From cd9e40e3d0a01288c898e265cefaed2090a2cbc1 Mon Sep 17 00:00:00 2001
From: =?UTF-8?q?=C3=81ngel=20Sevilla=20Molina?= <angelsevillamol@gmail.com>
Date: Tue, 1 Jul 2025 10:08:24 +0200
Subject: [PATCH 1/4] TST: Update imports, add docstrings, and improve variable
 naming

---
 orca_python/metrics/tests/test_metrics.py | 86 ++++++++++++++---------
 1 file changed, 52 insertions(+), 34 deletions(-)

diff --git a/orca_python/metrics/tests/test_metrics.py b/orca_python/metrics/tests/test_metrics.py
index 3959197..dcb7500 100644
--- a/orca_python/metrics/tests/test_metrics.py
+++ b/orca_python/metrics/tests/test_metrics.py
@@ -4,10 +4,18 @@
 import pytest
 from numpy import array
 
-# import metrics
-import orca_python.metrics as metrics
-
-# path.append('..')

+++++

* EXERCISE 1
From the entries below, extract every line that contains the string "Query".

* Data records
+++++

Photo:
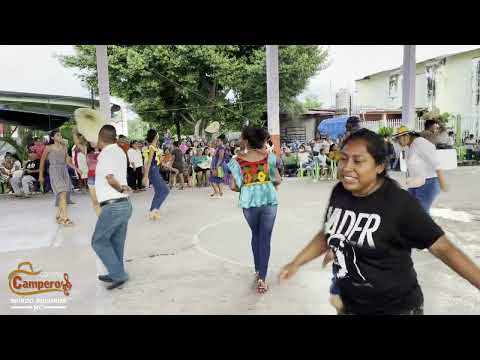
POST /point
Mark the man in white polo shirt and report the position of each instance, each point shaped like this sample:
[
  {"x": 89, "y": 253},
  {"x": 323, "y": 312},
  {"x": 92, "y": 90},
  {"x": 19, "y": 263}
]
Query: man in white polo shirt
[{"x": 108, "y": 240}]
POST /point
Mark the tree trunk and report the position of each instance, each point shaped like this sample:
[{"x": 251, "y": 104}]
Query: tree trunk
[{"x": 177, "y": 124}]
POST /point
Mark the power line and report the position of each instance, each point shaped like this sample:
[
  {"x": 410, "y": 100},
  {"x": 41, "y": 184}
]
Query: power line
[
  {"x": 201, "y": 96},
  {"x": 197, "y": 107}
]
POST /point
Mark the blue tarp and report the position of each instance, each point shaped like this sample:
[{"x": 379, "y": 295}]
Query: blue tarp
[{"x": 333, "y": 127}]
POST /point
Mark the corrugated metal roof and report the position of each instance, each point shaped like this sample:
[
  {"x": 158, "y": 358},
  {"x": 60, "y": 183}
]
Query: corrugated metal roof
[{"x": 418, "y": 63}]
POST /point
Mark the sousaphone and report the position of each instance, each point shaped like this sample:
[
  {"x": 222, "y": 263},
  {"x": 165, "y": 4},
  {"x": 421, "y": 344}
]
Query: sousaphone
[{"x": 89, "y": 122}]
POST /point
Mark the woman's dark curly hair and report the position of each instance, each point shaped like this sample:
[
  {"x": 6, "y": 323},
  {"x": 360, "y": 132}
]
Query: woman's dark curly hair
[
  {"x": 376, "y": 146},
  {"x": 151, "y": 135},
  {"x": 255, "y": 136}
]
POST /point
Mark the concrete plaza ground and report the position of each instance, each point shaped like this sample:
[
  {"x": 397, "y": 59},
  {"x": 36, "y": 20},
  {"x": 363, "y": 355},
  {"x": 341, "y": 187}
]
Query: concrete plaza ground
[{"x": 197, "y": 258}]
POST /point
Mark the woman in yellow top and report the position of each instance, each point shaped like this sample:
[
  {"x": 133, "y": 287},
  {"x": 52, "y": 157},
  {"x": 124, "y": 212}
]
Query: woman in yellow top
[{"x": 152, "y": 175}]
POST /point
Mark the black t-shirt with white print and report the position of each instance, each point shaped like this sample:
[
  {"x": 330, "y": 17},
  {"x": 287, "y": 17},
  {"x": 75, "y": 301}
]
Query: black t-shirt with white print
[{"x": 372, "y": 238}]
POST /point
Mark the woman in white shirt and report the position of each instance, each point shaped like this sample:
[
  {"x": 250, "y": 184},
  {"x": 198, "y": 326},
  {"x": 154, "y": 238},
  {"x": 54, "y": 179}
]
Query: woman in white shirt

+++++

* EXERCISE 2
How many insertions and deletions does the patch report?

* EXERCISE RESPONSE 1
Query: man in white polo shirt
Query: tree trunk
Query: power line
Query: blue tarp
Query: corrugated metal roof
Query: sousaphone
Query: woman's dark curly hair
Query: concrete plaza ground
Query: woman in yellow top
Query: black t-shirt with white print
Query: woman in white shirt

* EXERCISE RESPONSE 2
52 insertions and 34 deletions.